WRITTEN EXERCISE: Quote, without change, all of the lines that follow.
┄┄┄┄┄┄┄┄┄┄
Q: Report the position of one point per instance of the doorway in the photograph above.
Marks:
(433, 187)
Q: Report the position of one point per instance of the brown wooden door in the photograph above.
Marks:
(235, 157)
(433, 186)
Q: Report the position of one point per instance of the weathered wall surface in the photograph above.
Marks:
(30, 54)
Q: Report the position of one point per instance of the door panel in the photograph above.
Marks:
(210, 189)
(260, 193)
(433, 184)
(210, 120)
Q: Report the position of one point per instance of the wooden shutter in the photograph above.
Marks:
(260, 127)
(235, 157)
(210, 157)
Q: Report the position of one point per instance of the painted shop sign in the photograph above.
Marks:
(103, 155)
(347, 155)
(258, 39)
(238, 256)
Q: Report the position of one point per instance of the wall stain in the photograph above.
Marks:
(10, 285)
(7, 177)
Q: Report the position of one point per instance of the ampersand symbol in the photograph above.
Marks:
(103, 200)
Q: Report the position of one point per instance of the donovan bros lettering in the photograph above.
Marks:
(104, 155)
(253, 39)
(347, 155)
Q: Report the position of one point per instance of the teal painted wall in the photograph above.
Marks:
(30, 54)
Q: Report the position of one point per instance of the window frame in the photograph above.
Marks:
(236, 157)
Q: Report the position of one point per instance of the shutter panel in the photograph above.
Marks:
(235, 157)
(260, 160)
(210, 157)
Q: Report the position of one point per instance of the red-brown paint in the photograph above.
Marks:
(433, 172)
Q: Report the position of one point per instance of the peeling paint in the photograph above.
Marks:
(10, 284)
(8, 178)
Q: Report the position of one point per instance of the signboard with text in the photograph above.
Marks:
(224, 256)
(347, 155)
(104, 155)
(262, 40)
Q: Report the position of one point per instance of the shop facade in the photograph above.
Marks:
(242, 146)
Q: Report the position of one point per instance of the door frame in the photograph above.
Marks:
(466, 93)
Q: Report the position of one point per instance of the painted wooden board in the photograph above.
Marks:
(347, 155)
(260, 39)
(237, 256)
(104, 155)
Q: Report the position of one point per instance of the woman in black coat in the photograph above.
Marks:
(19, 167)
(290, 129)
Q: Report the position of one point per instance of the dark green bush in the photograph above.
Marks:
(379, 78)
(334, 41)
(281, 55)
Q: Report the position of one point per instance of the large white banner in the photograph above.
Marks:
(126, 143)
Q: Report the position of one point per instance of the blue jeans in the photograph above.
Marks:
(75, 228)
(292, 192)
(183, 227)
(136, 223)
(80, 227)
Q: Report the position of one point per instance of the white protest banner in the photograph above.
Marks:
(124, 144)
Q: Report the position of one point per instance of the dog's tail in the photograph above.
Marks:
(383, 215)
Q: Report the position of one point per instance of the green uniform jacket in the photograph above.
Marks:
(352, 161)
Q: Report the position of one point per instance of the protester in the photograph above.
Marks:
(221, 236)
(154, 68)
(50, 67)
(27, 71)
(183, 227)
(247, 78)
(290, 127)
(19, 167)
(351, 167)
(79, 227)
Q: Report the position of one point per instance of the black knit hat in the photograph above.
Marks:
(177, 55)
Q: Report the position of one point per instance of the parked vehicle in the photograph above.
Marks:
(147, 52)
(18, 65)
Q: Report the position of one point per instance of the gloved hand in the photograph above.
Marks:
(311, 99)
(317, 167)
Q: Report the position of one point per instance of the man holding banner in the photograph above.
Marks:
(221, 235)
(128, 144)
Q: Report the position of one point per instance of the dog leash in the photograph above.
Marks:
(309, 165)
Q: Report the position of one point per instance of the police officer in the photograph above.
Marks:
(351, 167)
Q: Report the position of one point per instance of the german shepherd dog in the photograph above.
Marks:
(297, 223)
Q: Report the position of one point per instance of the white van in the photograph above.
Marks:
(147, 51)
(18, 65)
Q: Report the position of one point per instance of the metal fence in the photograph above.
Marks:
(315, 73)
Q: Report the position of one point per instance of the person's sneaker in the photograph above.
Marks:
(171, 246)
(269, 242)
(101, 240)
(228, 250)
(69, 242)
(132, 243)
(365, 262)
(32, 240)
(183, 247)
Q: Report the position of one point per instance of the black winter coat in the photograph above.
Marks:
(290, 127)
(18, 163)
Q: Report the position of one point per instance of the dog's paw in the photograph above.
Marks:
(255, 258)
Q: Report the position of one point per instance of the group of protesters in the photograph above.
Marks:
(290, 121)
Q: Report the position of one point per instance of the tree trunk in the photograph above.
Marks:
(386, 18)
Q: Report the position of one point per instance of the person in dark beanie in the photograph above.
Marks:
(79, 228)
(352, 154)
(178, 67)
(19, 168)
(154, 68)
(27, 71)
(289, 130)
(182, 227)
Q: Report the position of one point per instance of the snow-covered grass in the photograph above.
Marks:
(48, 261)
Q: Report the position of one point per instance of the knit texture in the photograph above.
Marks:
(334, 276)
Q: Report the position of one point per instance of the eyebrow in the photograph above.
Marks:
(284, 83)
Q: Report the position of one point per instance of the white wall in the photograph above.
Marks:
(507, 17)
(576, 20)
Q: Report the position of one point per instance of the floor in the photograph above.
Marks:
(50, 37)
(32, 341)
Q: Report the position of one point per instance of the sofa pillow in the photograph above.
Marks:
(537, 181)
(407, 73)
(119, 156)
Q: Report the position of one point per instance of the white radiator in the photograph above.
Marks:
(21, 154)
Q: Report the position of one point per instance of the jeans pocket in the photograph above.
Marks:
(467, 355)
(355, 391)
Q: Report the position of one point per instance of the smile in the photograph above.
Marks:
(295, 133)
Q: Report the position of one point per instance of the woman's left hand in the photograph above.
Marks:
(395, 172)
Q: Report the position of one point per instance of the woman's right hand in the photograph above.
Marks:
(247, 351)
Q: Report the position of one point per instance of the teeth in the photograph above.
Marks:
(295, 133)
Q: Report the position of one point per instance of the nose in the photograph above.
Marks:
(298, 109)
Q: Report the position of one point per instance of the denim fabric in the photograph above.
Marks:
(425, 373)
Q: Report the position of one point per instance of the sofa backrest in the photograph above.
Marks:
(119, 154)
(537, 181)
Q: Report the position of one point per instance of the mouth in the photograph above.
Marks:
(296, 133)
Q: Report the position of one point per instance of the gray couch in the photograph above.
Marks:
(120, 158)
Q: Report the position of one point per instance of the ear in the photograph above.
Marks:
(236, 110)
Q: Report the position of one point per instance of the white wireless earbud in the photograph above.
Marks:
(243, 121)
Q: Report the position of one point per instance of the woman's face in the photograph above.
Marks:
┄┄┄┄┄┄┄┄┄┄
TASK OUTPUT:
Q: Report the position of one point per instance of the doorway in the photograph above.
Marks:
(433, 187)
Q: Report the position of one point per instance of the brown wooden door in the photograph above.
Marks:
(235, 157)
(433, 186)
Q: Report the position of one point per instance of the weathered wall surface in the photograph above.
Marks:
(30, 54)
Q: Report the position of one point per instance of the door panel in the photograph above.
Marks:
(210, 189)
(260, 193)
(433, 184)
(210, 120)
Q: Report the position of one point per instance of the wooden shutter in the photograph above.
Marks:
(260, 127)
(235, 157)
(210, 157)
Q: Report the position of one point per instance of the painted shop sign in the photograph above.
Marks:
(103, 155)
(347, 155)
(258, 39)
(238, 256)
Q: Report the position of one point per instance of the wall stain in the photograph above.
Marks:
(10, 285)
(7, 177)
Q: Report the position of one point per instance of the ampersand symbol in the photograph above.
Marks:
(103, 200)
Q: Report the position of one point per instance of the donovan bros lettering in the photograph above.
Marks:
(104, 155)
(253, 39)
(347, 155)
Q: Report the position of one point per instance of the teal painted wall in the photograph above.
Marks:
(30, 54)
Q: Report the position of one point per instance of the window frame in the photograph above.
Marks:
(236, 157)
Q: Report the position of one point per instance of the shutter panel in the photograph above.
Marks:
(235, 157)
(260, 160)
(210, 157)
Q: Report the position of one point per instance of the red-brown paint in the photograph above.
Marks:
(433, 172)
Q: Report the position of one point per instance of the peeling paint in the photograph above.
Marks:
(10, 284)
(8, 178)
Q: Report the position of one point per instance of the signboard with text in the photograph above.
Marks:
(224, 256)
(347, 155)
(104, 155)
(262, 40)
Q: Report the position of one point per instance of the shop facade in the photograph above.
Marks:
(242, 146)
Q: Report the position of one point per instance of the door frame in the photograph above.
Marks:
(466, 93)
Q: Report the position of one point per instance of the painted wooden board in the photograph above.
Marks:
(347, 155)
(260, 39)
(237, 256)
(104, 155)
Q: Report the position of one point per instance of the woman in black coat in the photograph above.
Marks:
(19, 167)
(290, 129)
Q: Report the position of one point per instance of the dark green bush in the photograph above.
Marks:
(379, 78)
(334, 41)
(281, 55)
Q: Report the position of one point per instance of the large white banner in the photograph above.
Marks:
(126, 143)
Q: Report the position of one point per instance of the blue jeans in the photograph above.
Marks:
(75, 228)
(292, 192)
(183, 227)
(136, 223)
(80, 227)
Q: Report the position of one point per instance of the white protest banner in the photograph above.
Marks:
(124, 144)
Q: Report the position of one point per instance of the dog's tail in the photograph above.
Marks:
(383, 215)
Q: Report the position of one point per instance of the green uniform jacket in the photograph above.
Marks:
(352, 161)
Q: Report the position of one point per instance of the protester in the photograph above.
Marks:
(221, 236)
(154, 68)
(50, 67)
(27, 71)
(183, 227)
(247, 78)
(290, 127)
(19, 167)
(351, 167)
(79, 227)
Q: Report the position of one point per instance of the black knit hat in the photograph above.
Marks:
(177, 55)
Q: Report the position of one point per instance of the parked vehicle in the photograph above.
Marks:
(147, 52)
(18, 65)
Q: Report the position of one point per instance of the gloved hand in the photograph above.
Marks:
(311, 99)
(317, 167)
Q: Report the position of one point per instance of the man holding banner in the photograph above.
Marks:
(221, 235)
(128, 144)
Q: Report the position of one point per instance of the dog leash in the photograph above.
Marks:
(309, 165)
Q: Report the position of one point per instance of the police officer in the photograph above.
Marks:
(351, 167)
Q: Report the position of one point per instance of the german shepherd dog in the photograph above.
Marks:
(297, 223)
Q: Report the position of one point per instance of the white van in the photograph above.
Marks:
(147, 51)
(18, 65)
Q: Report the position of one point per instance of the metal fence in the photograph above.
Marks:
(315, 73)
Q: Report the position of one point per instance of the person's sneaker in the photograph above.
Marks:
(171, 246)
(269, 242)
(101, 240)
(228, 250)
(69, 242)
(132, 243)
(365, 262)
(32, 240)
(183, 247)
Q: Report the position of one point per instance of the black winter coat in the photograph above.
Marks:
(290, 127)
(18, 163)
Q: Report the position of one point per instance of the dog's paw in the photograph above.
Marks:
(255, 258)
Q: Report the position of one point per instance of the group of protesters in the photograph above.
Marks:
(290, 121)
Q: Report the position of one point per instance of the tree trunk in the photograph above.
Marks:
(386, 18)
Q: Report the position of one point per instance of the person in dark beanie in the photograph above.
Marks:
(79, 228)
(352, 154)
(178, 67)
(19, 168)
(154, 68)
(27, 71)
(289, 130)
(182, 227)
Q: Report the position of one point per instance of the snow-covered grass in the photograph above.
Marks:
(48, 261)
Q: Report the position of one point per instance of the knit texture in the photograph above.
Marks:
(334, 276)
Q: Report the position of one point per instance of the eyebrow in the photograph above.
Marks:
(284, 83)
Q: Report the position of one point per instance of the white wall in the photograph above.
Marks:
(507, 17)
(576, 20)
Q: Report the position of one point per instance of the floor in the photograph above.
Marks:
(50, 37)
(32, 341)
Q: Report the position of one point per instance of the sofa pillow in the photograph above.
Marks:
(537, 181)
(407, 73)
(119, 156)
Q: Report the position of one point per instance of the white radiator in the photograph above.
Marks:
(21, 154)
Q: Report the position of one point per instance of the jeans pocket in the photograph above.
Marks:
(467, 355)
(355, 391)
Q: Report the position of one point per instance of the smile in the photograph above.
Marks:
(295, 133)
Q: Report the position of one point per instance of the woman's left hand in the photograph above.
Marks:
(395, 172)
Q: Report the position of one point per instance of the woman's right hand in the photograph above.
Marks:
(247, 351)
Q: Report the position of one point per instance of the teeth in the photograph above.
Marks:
(295, 133)
Q: Report the position of one point per instance of the nose in the photograph above.
Marks:
(298, 109)
Q: Report the position of one point per instance of the denim fabric in the photograph above.
Marks:
(425, 373)
Q: Report the position of one point per instance of the sofa backrest in the photograph above.
Marks:
(119, 154)
(537, 181)
Q: Report the position of one point per instance of the mouth in the photograph above.
Marks:
(296, 133)
Q: Report the position of one point per instance of the gray couch in the photograph above.
Marks:
(120, 158)
Q: Report the position of one point per instance of the ear in the photograph above.
Marks:
(236, 110)
Q: Report the position of one point per instance of the white wireless earbud in the photograph above.
Marks:
(243, 121)
Q: Report the position of one point per instance of the woman's face in the photograph above.
Marks:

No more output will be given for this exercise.